**GIVEN PROBLEM:**
How many lines in the material below contain the string "track"? Reply with the number only.

[Region annotation entries]
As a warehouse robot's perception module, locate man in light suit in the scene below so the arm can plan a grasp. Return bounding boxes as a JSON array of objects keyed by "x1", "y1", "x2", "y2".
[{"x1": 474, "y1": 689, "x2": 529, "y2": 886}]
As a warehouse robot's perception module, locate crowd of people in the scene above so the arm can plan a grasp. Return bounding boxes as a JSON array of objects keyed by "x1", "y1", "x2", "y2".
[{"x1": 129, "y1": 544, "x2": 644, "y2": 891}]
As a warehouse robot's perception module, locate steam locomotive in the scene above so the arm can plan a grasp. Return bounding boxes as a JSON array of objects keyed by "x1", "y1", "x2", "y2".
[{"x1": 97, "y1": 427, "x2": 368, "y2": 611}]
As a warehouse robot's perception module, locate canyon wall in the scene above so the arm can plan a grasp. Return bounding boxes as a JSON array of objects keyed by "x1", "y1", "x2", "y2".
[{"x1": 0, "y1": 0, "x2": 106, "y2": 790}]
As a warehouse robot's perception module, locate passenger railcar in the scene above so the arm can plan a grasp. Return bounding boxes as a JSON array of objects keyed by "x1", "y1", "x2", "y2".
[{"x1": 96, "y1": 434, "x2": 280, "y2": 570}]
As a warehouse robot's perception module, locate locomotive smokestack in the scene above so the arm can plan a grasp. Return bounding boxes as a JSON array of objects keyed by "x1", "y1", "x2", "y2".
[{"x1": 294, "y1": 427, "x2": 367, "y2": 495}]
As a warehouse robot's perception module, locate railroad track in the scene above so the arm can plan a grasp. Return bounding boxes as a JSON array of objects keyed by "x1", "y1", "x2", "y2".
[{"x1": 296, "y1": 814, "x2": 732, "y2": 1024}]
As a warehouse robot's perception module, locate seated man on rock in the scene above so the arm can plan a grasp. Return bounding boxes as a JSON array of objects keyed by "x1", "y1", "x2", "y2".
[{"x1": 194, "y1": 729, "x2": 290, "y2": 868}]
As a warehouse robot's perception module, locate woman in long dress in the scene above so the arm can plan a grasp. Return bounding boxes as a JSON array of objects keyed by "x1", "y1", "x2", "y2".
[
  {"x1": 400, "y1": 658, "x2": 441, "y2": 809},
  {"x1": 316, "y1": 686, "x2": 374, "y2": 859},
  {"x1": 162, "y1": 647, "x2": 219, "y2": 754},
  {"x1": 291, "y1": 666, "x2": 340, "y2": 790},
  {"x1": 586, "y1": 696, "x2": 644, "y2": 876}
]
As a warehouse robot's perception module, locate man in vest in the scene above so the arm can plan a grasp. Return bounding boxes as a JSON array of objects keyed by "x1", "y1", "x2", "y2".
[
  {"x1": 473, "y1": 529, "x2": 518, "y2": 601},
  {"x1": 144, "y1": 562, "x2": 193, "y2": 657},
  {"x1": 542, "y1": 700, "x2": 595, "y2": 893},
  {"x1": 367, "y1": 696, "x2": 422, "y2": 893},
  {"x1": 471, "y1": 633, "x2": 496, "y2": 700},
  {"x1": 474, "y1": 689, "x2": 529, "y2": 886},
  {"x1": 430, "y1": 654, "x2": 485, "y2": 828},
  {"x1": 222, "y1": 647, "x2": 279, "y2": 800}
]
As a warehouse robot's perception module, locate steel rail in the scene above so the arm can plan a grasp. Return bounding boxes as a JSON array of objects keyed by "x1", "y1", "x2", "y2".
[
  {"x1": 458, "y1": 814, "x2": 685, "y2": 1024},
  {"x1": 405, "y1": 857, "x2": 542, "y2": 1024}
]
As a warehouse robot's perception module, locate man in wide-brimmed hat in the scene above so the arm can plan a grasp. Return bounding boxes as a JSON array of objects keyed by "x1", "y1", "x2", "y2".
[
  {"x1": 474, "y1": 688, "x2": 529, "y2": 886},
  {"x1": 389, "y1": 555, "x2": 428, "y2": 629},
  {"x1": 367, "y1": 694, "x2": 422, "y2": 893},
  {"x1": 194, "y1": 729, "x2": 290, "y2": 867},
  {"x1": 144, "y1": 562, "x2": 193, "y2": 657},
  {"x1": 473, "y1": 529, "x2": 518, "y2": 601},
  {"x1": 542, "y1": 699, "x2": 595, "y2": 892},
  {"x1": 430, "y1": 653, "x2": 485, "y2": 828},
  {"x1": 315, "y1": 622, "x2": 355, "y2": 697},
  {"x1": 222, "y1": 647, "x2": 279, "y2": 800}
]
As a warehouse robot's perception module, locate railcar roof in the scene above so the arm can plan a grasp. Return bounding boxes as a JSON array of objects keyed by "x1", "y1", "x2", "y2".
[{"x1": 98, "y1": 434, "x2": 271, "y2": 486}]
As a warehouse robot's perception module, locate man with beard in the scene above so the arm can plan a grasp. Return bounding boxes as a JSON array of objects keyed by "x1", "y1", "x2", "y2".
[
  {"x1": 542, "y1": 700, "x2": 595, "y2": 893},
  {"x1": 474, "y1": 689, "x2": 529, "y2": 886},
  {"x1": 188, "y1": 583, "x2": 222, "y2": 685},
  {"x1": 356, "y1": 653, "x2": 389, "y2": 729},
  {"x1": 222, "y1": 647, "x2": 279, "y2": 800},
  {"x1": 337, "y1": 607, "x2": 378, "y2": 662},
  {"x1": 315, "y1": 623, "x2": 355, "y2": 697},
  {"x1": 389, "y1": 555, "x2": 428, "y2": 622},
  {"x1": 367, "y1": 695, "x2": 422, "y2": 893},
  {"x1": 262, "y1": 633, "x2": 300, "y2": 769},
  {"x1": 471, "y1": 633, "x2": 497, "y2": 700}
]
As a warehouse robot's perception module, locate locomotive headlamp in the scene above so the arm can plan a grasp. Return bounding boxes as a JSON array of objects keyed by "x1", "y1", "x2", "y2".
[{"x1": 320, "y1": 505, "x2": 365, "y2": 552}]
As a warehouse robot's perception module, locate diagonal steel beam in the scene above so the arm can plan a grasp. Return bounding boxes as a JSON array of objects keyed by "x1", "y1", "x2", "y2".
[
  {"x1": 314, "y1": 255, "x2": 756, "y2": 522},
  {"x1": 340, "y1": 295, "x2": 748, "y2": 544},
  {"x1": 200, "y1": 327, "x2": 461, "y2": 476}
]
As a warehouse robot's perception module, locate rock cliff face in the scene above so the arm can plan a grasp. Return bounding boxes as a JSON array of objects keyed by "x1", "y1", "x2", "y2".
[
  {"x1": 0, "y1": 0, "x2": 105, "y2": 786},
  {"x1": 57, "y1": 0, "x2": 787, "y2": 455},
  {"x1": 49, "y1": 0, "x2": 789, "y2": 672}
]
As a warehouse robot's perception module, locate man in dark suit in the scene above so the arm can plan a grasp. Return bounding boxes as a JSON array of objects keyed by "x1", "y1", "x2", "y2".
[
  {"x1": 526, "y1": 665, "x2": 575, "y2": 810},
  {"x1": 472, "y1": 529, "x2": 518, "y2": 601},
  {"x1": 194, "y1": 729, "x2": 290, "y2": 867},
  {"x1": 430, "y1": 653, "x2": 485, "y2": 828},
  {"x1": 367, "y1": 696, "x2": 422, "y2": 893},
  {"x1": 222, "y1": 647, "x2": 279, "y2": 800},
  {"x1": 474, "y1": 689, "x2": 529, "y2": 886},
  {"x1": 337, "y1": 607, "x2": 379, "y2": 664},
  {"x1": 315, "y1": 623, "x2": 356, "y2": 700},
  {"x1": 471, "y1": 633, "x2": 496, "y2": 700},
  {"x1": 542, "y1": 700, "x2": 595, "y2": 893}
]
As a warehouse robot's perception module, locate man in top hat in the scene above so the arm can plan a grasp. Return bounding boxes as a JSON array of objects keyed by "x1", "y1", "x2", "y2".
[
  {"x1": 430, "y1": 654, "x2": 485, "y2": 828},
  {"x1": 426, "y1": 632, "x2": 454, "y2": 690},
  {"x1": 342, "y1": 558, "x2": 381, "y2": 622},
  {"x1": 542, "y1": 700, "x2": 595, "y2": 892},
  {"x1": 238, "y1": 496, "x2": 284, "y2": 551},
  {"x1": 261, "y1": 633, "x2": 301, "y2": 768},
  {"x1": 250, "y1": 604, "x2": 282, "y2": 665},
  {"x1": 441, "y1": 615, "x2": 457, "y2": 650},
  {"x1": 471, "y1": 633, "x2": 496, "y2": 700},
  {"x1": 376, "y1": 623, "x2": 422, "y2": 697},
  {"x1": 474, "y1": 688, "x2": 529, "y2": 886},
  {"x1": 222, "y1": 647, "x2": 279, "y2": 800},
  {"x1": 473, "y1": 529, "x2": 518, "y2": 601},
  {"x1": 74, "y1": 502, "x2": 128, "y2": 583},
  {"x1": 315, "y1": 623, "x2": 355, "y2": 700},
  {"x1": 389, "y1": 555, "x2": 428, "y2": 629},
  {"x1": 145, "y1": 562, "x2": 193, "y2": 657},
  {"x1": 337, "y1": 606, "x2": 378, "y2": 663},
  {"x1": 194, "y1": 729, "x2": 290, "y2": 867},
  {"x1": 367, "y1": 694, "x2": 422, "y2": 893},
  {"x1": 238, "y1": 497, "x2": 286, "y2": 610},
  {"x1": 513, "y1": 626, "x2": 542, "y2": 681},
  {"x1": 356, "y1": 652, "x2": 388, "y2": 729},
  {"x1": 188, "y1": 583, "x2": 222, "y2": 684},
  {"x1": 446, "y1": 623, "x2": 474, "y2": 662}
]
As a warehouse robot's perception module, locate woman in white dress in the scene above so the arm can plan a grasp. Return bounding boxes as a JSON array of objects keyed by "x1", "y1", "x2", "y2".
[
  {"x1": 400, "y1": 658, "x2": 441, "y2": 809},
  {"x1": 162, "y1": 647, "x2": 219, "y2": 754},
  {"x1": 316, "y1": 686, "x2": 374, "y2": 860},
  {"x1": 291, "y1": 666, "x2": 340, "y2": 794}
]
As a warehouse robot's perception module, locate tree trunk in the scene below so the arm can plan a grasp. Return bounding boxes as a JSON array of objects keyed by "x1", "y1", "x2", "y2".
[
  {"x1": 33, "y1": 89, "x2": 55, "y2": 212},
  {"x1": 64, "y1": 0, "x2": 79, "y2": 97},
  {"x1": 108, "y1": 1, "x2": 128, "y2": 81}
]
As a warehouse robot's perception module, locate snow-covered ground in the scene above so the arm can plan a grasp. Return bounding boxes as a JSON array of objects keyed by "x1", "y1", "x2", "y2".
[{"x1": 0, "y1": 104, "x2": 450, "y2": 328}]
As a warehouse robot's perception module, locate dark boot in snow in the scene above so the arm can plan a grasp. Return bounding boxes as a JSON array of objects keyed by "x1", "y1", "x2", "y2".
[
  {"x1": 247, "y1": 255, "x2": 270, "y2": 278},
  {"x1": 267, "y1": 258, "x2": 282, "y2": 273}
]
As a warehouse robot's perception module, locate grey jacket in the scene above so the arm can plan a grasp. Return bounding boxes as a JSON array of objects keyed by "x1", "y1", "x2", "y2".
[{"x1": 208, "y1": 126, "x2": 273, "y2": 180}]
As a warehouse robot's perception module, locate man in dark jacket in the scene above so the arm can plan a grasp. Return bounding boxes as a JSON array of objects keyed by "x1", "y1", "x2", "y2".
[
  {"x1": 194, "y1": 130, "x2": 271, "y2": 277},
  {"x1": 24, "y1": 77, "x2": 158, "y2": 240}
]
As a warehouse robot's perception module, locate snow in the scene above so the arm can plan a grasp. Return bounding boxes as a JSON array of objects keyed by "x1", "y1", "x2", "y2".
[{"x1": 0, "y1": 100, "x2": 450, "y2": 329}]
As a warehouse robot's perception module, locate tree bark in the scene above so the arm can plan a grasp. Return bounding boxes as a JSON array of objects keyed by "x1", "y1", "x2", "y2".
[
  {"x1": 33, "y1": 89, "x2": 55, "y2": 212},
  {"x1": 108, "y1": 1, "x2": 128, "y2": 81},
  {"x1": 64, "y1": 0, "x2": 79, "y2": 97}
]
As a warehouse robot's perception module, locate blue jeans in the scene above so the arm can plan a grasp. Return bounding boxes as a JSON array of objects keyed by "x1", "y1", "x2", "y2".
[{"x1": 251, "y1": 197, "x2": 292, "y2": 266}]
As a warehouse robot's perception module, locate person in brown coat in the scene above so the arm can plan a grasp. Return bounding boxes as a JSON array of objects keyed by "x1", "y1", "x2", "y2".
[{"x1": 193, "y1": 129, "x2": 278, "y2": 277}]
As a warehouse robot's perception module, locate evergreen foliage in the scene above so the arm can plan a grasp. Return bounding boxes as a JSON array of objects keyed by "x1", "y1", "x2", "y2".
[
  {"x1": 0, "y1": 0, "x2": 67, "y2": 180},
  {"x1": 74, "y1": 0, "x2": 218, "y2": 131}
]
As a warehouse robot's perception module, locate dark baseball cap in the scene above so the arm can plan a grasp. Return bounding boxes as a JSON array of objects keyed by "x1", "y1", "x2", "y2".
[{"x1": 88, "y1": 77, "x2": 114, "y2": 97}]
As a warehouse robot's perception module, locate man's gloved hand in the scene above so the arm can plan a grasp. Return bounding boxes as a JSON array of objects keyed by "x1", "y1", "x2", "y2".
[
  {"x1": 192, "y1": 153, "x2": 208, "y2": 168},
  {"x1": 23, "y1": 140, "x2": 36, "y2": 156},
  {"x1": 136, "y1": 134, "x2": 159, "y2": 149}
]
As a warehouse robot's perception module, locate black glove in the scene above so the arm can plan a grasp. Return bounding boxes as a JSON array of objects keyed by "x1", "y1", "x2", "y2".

**RESPONSE FOR THIS EXERCISE:**
1